[Provided entries]

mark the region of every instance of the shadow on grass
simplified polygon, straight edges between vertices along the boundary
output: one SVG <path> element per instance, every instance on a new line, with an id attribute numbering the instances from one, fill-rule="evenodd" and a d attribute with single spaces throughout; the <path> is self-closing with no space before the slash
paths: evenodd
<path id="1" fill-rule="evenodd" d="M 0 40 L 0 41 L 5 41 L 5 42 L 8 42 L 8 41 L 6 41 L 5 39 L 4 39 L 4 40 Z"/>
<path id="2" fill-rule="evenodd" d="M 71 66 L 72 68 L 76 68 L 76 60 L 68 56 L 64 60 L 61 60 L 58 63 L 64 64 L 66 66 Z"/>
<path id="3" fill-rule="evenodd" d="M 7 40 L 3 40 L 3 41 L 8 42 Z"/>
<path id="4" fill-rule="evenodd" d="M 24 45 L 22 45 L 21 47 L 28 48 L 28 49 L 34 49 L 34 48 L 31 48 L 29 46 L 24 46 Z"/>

[/Provided entries]

Return word for word the lines above from the line with "simplified polygon, straight" to the line with "output: one SVG", including both and leaving out all others.

simplified polygon, straight edges between vertices along the boundary
output: one SVG <path> element per instance, every instance on a new line, with an id attribute numbering the instances from one, fill-rule="evenodd" and a d attribute with single spaces throughout; the <path> is self-closing with no space before the slash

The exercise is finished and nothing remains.